WHAT YOU HAVE TO DO
In the thesis abstract about Markov chains below, what two tools does the proof of rapid mixing for the self-assembly chain use?

SUPPLIED PASSAGE
━━━━
## Markov chains at the interface of combinatorics, computing, and statistical physics

##### Abstract

The fields of statistical physics, discrete probability, combinatorics, and theoretical computer science have converged around efforts to understand random structures and algorithms. Recent activity in the interface of these fields has enabled tremendous breakthroughs in each domain and has supplied a new set of techniques for researchers approaching related problems. This thesis makes progress on several problems in this interface whose solutions all build on insights from multiple disciplinary perspectives.
First, we consider a dynamic growth process arising in the context of DNA-based self-assembly. The assembly process can be modeled as a simple Markov chain. We prove that the chain is rapidly mixing for large enough bias in regions of Z^d. The proof uses a geometric distance function and a variant of path coupling in order to handle distances that can be exponentially large. We also provide the first results in the case of fluctuating bias, where the bias can vary depending on the location of the tile, which arises in the nanotechnology application. Moreover, we use intuition from statistical physics to construct a choice of the biases for which the Markov chain M_mon requires exponential time to converge.
Second, we consider a related problem regarding the convergence rate of biased permutations that arises in the context of self-organizing lists. The Markov chain M_nn in this case is a nearest-neighbor chain that allows adjacent transpositions, and the rate of these exchanges is governed by various input parameters. It was conjectured that the chain is
always rapidly mixing when the inversion probabilities are positively biased, i.e., we put nearest neighbor pair x<y
in order with bias 1/2 <= p_{xy} <= 1 and out of order with bias
1-p_{xy}. The Markov chain M_mon was known to have connections to a simplified version of this biased card-shuffling. We provide new connections between M_nn and M_mon by using simple combinatorial bijections, and we prove that M_nn is always rapidly mixing for two general classes of positively biased {p_{xy}}. More significantly, we also prove that the general conjecture is false by exhibiting values for the p_{xy}, with
1/2 <= p_{xy} <= 1 for all x< y, but for which the transposition chain will require exponential time to converge.
Finally, we consider a model of colloids, which are binary mixtures of molecules with one type of molecule suspended in another. It is believed that at low density typical configurations will be well-mixed throughout, while at high density they will separate into clusters. This clustering has proved elusive to verify, since all local sampling algorithms are known to be inefficient at high density, and in fact a new nonlocal algorithm was recently shown to require exponential time in some cases.
We characterize the high and low density phases for a general family of discrete {it interfering binary mixtures} by showing that they exhibit a "clustering property' at high density and not at low density. The clustering property states that
there will be a region that has very high area, very small perimeter, and high density of one type of molecule. Special cases of interfering binary mixtures include the Ising model at fixed magnetization and independent sets.
━━━━
RECORDED DATA
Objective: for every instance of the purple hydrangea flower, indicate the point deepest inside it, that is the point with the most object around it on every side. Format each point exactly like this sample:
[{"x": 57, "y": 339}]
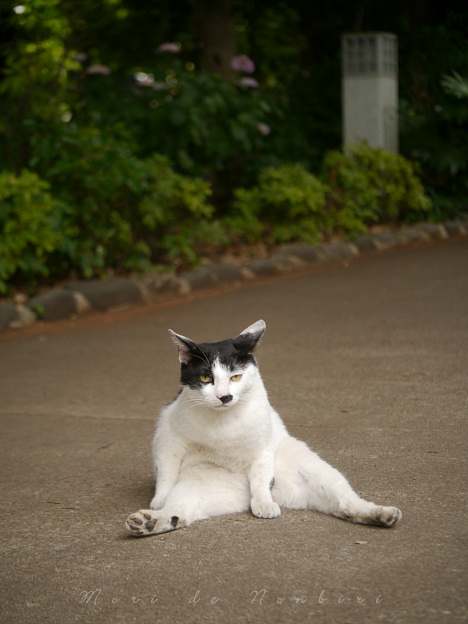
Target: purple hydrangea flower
[
  {"x": 249, "y": 82},
  {"x": 173, "y": 48},
  {"x": 264, "y": 128},
  {"x": 241, "y": 62},
  {"x": 100, "y": 70}
]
━━━━
OUTPUT
A geometric distance function and a variant of path coupling.